== Segment start ==
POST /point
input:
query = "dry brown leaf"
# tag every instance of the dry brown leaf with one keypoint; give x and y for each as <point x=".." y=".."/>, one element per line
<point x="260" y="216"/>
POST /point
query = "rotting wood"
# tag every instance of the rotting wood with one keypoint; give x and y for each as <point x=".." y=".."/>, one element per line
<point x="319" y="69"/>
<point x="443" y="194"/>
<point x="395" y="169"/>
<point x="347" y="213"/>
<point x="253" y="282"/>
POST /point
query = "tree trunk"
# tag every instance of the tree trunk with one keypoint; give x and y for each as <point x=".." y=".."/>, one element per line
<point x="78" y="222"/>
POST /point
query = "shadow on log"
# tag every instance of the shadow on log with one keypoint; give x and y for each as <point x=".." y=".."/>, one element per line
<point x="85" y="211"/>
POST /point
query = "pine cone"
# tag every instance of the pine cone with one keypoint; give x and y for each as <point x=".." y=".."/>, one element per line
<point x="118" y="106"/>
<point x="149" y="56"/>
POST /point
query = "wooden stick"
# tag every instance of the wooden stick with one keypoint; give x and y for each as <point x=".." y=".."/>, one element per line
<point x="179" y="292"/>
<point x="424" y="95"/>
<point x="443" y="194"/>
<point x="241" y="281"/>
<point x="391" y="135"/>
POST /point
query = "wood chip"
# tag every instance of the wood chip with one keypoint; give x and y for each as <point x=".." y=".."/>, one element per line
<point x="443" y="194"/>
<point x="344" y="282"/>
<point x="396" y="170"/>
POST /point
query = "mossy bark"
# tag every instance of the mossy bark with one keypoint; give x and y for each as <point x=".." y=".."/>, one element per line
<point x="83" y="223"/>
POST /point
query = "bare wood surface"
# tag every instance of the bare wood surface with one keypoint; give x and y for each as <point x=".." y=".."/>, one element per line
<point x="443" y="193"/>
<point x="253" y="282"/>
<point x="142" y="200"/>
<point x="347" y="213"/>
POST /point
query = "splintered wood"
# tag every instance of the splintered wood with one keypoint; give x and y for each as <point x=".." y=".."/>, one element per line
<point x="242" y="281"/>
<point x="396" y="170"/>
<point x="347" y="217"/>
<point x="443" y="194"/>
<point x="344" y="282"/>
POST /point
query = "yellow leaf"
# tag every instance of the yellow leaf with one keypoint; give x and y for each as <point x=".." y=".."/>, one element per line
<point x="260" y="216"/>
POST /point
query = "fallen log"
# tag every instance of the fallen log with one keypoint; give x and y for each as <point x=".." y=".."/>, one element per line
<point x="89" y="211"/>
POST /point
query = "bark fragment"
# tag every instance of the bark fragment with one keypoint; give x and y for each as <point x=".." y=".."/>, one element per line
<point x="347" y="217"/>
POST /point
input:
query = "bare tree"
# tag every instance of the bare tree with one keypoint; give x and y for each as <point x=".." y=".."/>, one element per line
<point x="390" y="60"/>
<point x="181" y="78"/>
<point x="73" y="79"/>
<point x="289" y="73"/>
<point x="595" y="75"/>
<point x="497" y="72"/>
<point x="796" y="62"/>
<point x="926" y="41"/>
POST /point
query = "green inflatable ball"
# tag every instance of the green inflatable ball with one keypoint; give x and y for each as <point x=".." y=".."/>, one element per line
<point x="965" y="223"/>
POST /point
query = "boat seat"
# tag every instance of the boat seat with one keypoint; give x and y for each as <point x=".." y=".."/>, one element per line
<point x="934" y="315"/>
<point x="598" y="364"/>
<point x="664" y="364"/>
== Segment end ==
* **WHAT NEEDS TO BE DONE**
Restate every entry exactly. Leave nothing out.

* **OUTPUT**
POST /point
input:
query = "dry brown leaf"
# tag every instance of the dry brown leaf with one keypoint; give x and y for each as <point x=".." y=".."/>, one element per line
<point x="260" y="216"/>
POST /point
query = "rotting wood"
# tag every instance of the rotting wood with one keypoint; give x and y for each as <point x=".." y=".."/>, one element per line
<point x="319" y="69"/>
<point x="443" y="194"/>
<point x="395" y="169"/>
<point x="347" y="213"/>
<point x="253" y="282"/>
POST /point
query = "tree trunk"
# tag every instance of the tree trunk with one keypoint; give x and y for each as <point x=".." y=".."/>, one element per line
<point x="78" y="222"/>
POST /point
query = "shadow on log"
# tag every instance of the shadow on log with one keypoint; give x and y for each as <point x=".." y=".."/>, one element per line
<point x="85" y="211"/>
POST /point
query = "pine cone"
# tag every instance of the pine cone with one keypoint; give x and y for each as <point x=".." y=".."/>, one element per line
<point x="118" y="106"/>
<point x="149" y="56"/>
POST /point
query = "wooden stick"
# tag every instance of the wooden stick with one keypoint; give x and y for each as <point x=".." y=".."/>, one element per line
<point x="179" y="292"/>
<point x="424" y="95"/>
<point x="443" y="194"/>
<point x="241" y="281"/>
<point x="391" y="135"/>
POST /point
query = "wood chip"
# tag every instance of the wood chip with one keypoint; give x and y for each as <point x=".." y=".."/>, one element per line
<point x="443" y="194"/>
<point x="344" y="282"/>
<point x="396" y="170"/>
POST /point
query = "mossy bark"
# tag every instance of the mossy bark with one keypoint; give x and y for each as <point x=".." y=".."/>, one element per line
<point x="83" y="223"/>
POST /point
query = "bare wood surface"
# tag every instance of the bare wood surface with one keypoint; give x and y for each as <point x=".." y=".."/>, one element per line
<point x="443" y="193"/>
<point x="253" y="282"/>
<point x="142" y="200"/>
<point x="347" y="213"/>
POST /point
query = "splintered wood"
# tag every instance of the splintered wood with one keypoint; give x and y for each as <point x=".." y=".."/>, one element per line
<point x="242" y="281"/>
<point x="396" y="170"/>
<point x="347" y="217"/>
<point x="443" y="194"/>
<point x="344" y="282"/>
POST /point
query = "yellow leaf"
# tag every instance of the yellow leaf with one keypoint; give x and y for each as <point x=".." y=".."/>, one element per line
<point x="260" y="216"/>
POST /point
query = "fallen log"
# tag every instance of the fallen log with one keypoint; give x and y for each as <point x=".." y=".."/>, one element per line
<point x="89" y="211"/>
POST /point
query = "bark fragment"
# tag every instance of the bark fragment with one keypoint; give x and y for each as <point x=".." y=".."/>, one element per line
<point x="347" y="217"/>
POST /point
input:
query = "bare tree"
# tag every instance of the bare tree with one keypoint; give x and y for each as <point x=".." y=".."/>, one element per line
<point x="390" y="60"/>
<point x="181" y="78"/>
<point x="73" y="79"/>
<point x="289" y="73"/>
<point x="595" y="75"/>
<point x="497" y="72"/>
<point x="796" y="62"/>
<point x="926" y="41"/>
POST /point
query = "green inflatable ball"
# tag every instance of the green inflatable ball with one keypoint; give x and y for each as <point x=".." y=".."/>, one element per line
<point x="965" y="223"/>
POST /point
query = "boat seat"
# tag every instance of the boat seat with one keypoint; give x and y for each as <point x=".." y=".."/>, one element per line
<point x="934" y="315"/>
<point x="598" y="364"/>
<point x="664" y="364"/>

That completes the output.